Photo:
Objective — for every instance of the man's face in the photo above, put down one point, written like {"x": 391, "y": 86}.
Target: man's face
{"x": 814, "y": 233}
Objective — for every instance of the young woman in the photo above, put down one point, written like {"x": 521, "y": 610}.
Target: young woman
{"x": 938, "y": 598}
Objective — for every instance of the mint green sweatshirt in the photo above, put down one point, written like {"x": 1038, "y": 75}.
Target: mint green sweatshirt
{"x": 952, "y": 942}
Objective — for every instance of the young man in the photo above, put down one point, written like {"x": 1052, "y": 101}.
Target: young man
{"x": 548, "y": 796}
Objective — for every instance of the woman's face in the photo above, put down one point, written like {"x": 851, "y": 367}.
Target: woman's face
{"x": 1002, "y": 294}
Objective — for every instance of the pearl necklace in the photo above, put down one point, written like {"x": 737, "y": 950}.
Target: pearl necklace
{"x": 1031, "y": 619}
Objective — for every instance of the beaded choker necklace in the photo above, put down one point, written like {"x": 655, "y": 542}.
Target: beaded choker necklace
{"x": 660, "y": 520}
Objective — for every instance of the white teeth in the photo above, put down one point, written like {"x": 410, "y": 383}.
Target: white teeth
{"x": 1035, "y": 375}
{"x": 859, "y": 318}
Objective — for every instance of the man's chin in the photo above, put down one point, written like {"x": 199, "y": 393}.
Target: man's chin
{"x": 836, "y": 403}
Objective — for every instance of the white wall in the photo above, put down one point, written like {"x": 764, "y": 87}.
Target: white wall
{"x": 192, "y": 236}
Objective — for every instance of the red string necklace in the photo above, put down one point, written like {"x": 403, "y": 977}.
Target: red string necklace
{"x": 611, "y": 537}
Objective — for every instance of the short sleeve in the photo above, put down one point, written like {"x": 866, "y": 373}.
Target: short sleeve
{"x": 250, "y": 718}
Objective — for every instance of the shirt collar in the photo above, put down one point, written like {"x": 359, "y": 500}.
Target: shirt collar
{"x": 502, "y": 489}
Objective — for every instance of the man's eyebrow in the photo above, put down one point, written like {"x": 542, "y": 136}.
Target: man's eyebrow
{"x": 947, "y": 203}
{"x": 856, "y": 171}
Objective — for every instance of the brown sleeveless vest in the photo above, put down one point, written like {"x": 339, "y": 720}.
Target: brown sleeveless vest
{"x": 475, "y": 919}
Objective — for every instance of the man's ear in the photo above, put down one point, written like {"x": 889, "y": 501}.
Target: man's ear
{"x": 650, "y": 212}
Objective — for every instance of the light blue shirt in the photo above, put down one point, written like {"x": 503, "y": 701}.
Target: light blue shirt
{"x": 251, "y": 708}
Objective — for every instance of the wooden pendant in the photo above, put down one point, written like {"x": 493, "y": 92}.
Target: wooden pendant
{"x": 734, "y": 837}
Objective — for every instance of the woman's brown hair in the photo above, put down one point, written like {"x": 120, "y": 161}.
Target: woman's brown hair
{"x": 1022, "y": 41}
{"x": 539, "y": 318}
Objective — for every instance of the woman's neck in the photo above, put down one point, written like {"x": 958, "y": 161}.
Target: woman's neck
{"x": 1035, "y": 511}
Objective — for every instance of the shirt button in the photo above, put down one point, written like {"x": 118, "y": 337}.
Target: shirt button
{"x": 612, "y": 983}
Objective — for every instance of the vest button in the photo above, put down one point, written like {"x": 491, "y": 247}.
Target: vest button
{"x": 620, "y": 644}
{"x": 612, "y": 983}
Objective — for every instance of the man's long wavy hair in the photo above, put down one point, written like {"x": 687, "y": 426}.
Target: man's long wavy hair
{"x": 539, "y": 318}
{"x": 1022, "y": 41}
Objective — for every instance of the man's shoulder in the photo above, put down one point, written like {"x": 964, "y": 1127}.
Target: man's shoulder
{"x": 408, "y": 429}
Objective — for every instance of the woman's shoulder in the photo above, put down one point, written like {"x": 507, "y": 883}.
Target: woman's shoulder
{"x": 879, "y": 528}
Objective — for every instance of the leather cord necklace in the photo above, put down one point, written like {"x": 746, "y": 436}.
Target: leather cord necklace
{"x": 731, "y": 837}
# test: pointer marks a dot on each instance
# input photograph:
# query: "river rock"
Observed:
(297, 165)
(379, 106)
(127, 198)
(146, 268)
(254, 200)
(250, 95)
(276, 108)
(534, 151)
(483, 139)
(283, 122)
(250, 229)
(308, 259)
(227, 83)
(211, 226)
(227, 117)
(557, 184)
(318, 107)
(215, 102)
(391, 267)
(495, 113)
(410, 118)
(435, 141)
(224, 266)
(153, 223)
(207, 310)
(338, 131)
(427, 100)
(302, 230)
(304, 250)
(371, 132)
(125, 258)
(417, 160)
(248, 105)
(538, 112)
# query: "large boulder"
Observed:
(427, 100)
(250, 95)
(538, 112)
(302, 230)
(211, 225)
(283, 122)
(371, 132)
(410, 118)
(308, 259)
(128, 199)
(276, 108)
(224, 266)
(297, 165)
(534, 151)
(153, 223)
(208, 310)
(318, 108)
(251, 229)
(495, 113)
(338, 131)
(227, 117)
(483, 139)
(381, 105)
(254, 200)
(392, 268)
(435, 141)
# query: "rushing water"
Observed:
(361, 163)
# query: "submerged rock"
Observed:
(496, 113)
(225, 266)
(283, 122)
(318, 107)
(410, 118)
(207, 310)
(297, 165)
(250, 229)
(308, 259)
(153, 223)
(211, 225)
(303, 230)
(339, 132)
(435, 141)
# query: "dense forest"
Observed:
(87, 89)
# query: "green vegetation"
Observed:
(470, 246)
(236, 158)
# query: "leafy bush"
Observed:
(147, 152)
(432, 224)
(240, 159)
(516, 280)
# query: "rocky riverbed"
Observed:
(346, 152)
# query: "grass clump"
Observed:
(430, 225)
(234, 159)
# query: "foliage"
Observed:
══════════════════════════════
• Your instructions: Whenever the string "query" shows up in a line of the entries, copy that line.

• Solution for this exercise:
# query: "river rock"
# query: "large boulder"
# query: "rushing water"
# query: "submerged rock"
# query: "dense forest"
# query: "green vegetation"
# query: "leafy bush"
# query: "rocky riverbed"
# query: "grass clump"
# query: "foliage"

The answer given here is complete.